### Region annotation entries
((
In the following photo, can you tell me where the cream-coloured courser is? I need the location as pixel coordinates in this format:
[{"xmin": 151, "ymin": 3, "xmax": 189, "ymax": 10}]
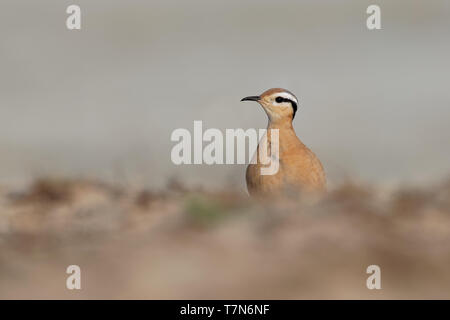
[{"xmin": 241, "ymin": 88, "xmax": 326, "ymax": 196}]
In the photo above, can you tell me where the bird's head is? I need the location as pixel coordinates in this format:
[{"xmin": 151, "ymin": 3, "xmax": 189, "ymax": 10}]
[{"xmin": 241, "ymin": 88, "xmax": 298, "ymax": 121}]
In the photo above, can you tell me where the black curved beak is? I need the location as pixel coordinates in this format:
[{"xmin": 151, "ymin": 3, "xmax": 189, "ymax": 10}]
[{"xmin": 241, "ymin": 96, "xmax": 261, "ymax": 101}]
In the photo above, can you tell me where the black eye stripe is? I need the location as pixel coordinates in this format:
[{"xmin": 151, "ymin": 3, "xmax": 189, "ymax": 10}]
[
  {"xmin": 275, "ymin": 97, "xmax": 295, "ymax": 103},
  {"xmin": 275, "ymin": 97, "xmax": 297, "ymax": 119}
]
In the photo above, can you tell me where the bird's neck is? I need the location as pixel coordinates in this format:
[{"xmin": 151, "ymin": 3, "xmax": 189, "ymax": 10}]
[
  {"xmin": 267, "ymin": 119, "xmax": 302, "ymax": 153},
  {"xmin": 267, "ymin": 119, "xmax": 294, "ymax": 131}
]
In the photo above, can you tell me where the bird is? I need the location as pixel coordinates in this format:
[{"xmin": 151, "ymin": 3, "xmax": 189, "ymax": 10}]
[{"xmin": 241, "ymin": 88, "xmax": 326, "ymax": 196}]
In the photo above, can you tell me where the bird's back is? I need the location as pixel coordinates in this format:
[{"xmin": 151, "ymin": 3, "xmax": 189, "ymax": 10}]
[{"xmin": 246, "ymin": 128, "xmax": 326, "ymax": 195}]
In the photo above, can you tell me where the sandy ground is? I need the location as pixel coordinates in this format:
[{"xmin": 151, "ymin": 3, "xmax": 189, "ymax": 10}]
[{"xmin": 0, "ymin": 179, "xmax": 450, "ymax": 299}]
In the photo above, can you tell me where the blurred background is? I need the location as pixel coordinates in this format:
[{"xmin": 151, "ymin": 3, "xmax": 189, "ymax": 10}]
[
  {"xmin": 0, "ymin": 0, "xmax": 450, "ymax": 189},
  {"xmin": 0, "ymin": 0, "xmax": 450, "ymax": 298}
]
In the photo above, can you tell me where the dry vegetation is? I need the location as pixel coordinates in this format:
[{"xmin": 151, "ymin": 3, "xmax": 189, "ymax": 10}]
[{"xmin": 0, "ymin": 179, "xmax": 450, "ymax": 299}]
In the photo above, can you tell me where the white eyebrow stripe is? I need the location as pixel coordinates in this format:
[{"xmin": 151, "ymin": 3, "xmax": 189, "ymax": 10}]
[{"xmin": 278, "ymin": 92, "xmax": 298, "ymax": 104}]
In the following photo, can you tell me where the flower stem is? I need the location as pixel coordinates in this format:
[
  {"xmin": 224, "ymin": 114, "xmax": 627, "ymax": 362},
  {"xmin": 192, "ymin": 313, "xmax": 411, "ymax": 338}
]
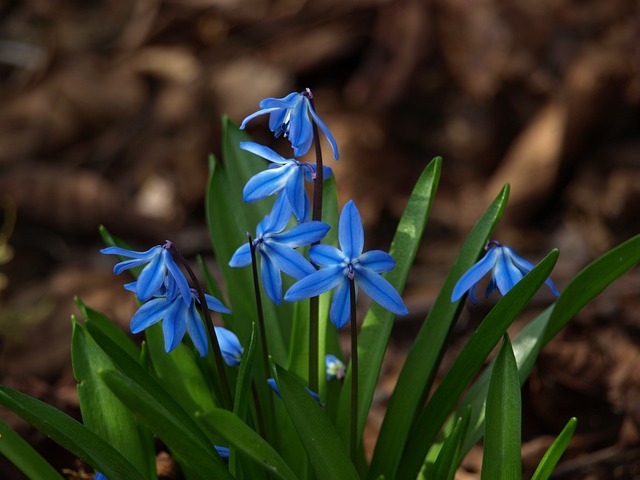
))
### Aim of the exercise
Could you pull out every line above that contains the word "pixel" and copy each one?

### The solution
In the following photo, can you tell me where the cream-coloured courser is? I need the location as pixel coordinates in this format:
In the photo above, can you tell me where the bird's head is? I need the location as pixel coordinates in this format:
In the photo above, can you tell me where the black curved beak is? I need the location as pixel coordinates in this format:
In the photo above, can you tell me where the black eye stripe is? I need the location as pixel coordinates in this format:
In the photo above, can you tell me where the bird's neck is? I need the location as pixel coordinates in this format:
In the photo above, can you tell me where the bird is? I need the location as pixel coordinates in this format:
In the photo above, can you tell me where the bird's back is? I need the location as pixel coordinates in this format:
In the photo above, can you tell me where the sandy ground is? I need the location as pixel coordinates in this format:
In the photo above, can you tell me where the blurred background is? I need the location as pixel coordinates in this format:
In the photo above, can you tell me where the dry vegetation is? I need the location as pixel coordinates in this format:
In the photo above, can you tell me where the white eyebrow stripe is? I need the location as pixel coordinates in this format:
In the following photo, can you tell me where the flower stem is? I need the location as pixel coordinates in this format:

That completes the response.